* [YOUR TASK] Copy word for word, and only, the lines below from the one with "Target: red poppy pin" through the last.

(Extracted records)
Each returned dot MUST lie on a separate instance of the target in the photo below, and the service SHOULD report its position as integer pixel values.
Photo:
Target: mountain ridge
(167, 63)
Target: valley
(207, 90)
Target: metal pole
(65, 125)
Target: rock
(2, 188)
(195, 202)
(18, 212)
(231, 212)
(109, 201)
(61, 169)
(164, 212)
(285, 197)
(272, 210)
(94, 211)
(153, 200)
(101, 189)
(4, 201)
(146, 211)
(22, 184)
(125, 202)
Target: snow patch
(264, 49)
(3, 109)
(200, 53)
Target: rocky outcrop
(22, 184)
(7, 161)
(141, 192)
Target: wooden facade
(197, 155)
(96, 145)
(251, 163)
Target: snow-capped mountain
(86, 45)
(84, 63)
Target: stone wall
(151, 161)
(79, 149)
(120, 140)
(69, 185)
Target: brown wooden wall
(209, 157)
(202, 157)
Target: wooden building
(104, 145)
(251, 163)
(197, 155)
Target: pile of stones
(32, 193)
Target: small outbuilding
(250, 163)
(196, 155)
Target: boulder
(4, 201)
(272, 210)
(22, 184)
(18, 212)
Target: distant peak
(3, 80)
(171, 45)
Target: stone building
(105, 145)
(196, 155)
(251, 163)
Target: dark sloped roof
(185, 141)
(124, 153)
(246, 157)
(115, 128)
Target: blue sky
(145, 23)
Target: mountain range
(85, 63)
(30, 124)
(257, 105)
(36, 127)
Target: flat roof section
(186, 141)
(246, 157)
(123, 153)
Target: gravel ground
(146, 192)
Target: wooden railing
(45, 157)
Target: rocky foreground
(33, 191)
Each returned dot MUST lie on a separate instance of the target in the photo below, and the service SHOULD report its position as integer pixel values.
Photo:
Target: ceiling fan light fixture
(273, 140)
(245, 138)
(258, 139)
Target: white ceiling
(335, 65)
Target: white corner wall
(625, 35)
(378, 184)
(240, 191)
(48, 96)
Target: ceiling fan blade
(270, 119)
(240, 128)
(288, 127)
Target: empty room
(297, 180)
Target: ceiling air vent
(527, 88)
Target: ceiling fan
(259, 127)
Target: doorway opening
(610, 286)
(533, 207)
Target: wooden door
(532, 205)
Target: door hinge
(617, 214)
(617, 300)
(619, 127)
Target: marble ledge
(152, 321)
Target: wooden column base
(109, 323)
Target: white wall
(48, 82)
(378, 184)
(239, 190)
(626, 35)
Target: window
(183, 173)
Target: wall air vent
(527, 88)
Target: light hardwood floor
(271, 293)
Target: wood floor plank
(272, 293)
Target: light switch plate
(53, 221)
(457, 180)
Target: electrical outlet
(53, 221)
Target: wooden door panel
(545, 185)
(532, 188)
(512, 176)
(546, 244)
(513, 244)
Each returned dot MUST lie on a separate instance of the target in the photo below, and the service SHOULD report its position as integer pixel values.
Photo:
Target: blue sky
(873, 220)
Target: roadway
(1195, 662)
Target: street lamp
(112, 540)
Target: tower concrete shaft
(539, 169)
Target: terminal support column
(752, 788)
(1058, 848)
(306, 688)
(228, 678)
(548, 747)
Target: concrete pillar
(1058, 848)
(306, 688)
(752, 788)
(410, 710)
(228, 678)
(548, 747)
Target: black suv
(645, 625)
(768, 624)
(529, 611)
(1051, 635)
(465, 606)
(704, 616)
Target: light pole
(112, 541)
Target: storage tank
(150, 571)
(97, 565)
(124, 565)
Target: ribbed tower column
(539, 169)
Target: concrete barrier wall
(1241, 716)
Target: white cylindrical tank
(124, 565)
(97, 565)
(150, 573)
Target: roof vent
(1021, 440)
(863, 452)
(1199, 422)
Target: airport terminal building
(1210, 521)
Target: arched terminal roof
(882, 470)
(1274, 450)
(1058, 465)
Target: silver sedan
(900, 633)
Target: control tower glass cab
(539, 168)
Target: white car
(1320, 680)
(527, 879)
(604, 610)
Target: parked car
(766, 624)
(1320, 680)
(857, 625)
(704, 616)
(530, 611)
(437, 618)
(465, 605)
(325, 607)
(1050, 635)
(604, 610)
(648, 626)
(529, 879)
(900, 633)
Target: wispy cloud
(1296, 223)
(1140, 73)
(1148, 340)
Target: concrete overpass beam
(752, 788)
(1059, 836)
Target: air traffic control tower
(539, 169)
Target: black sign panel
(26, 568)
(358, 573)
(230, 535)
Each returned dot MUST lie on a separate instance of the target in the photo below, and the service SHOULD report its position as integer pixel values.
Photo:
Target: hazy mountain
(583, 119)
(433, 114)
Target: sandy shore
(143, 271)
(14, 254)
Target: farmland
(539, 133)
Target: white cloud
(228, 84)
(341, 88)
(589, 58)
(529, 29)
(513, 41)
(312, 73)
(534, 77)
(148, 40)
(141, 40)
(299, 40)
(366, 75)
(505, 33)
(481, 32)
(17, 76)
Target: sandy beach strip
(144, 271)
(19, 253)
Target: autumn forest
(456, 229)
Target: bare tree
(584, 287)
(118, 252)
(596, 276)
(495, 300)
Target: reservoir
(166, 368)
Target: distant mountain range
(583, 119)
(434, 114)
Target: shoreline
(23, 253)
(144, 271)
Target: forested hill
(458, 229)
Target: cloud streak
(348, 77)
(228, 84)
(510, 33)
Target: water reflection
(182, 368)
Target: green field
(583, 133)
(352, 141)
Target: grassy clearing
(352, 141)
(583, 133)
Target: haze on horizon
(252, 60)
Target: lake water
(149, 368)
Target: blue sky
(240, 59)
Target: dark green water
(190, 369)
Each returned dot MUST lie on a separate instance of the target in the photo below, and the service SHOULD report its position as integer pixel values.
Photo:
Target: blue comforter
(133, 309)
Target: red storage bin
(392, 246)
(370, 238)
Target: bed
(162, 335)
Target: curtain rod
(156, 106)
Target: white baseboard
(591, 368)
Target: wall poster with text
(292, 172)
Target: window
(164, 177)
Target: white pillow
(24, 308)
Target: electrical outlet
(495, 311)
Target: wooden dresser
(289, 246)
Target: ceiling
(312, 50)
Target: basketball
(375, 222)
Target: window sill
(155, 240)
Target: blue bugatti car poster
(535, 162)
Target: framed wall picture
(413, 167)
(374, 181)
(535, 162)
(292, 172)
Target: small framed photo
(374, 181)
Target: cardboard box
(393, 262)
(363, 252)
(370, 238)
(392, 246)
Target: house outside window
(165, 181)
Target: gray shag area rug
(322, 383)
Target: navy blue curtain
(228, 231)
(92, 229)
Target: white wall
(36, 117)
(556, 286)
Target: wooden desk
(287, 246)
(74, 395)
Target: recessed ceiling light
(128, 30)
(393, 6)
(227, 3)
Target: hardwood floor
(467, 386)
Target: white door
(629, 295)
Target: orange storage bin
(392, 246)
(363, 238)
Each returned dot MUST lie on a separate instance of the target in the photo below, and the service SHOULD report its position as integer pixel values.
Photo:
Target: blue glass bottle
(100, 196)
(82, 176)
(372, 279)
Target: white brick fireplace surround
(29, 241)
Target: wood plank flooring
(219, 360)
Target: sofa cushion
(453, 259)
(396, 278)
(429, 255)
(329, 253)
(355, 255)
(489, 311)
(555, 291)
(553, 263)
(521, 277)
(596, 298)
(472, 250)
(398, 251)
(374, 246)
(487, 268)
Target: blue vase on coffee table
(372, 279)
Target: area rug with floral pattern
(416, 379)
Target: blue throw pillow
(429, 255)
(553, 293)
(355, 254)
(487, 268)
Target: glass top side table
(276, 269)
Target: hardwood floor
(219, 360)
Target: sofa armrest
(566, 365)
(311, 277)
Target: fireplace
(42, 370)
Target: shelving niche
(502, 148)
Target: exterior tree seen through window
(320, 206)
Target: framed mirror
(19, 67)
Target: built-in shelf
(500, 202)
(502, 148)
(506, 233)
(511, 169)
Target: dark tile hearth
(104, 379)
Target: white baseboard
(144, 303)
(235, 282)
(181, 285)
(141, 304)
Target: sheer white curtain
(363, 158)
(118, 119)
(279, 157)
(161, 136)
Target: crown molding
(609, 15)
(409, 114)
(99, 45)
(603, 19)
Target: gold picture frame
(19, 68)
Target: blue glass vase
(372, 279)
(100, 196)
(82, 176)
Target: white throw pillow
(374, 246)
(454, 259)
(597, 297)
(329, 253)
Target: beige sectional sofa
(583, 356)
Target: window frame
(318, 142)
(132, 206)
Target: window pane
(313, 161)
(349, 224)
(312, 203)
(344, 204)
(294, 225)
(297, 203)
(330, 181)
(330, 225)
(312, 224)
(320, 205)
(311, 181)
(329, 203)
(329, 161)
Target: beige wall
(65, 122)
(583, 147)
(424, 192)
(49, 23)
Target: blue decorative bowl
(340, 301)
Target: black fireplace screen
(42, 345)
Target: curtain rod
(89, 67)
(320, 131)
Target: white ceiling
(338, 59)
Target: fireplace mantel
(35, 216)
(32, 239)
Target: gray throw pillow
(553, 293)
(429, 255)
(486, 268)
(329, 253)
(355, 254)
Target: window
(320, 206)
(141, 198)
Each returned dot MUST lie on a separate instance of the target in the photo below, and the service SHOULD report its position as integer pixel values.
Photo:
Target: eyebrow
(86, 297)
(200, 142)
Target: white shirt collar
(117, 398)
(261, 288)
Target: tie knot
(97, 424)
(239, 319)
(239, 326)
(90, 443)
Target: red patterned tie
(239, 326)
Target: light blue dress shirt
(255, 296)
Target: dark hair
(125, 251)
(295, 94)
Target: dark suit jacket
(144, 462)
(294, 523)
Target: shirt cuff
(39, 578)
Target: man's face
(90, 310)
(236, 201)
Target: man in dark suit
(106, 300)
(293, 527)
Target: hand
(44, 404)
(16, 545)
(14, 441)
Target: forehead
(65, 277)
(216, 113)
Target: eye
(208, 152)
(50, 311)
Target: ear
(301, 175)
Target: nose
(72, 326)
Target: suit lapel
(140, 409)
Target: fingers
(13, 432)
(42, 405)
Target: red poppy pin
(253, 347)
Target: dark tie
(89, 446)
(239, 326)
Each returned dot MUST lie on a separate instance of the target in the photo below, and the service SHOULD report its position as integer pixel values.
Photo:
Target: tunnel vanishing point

* [TASK RESPONSE]
Target: red poppy pin
(253, 347)
Target: dark tie
(89, 446)
(239, 326)
Each returned dot MUST lie on a separate instance of the target in the photo below, and the service SHOULD report its position as integer pixel values.
Photo:
Target: tunnel vanishing point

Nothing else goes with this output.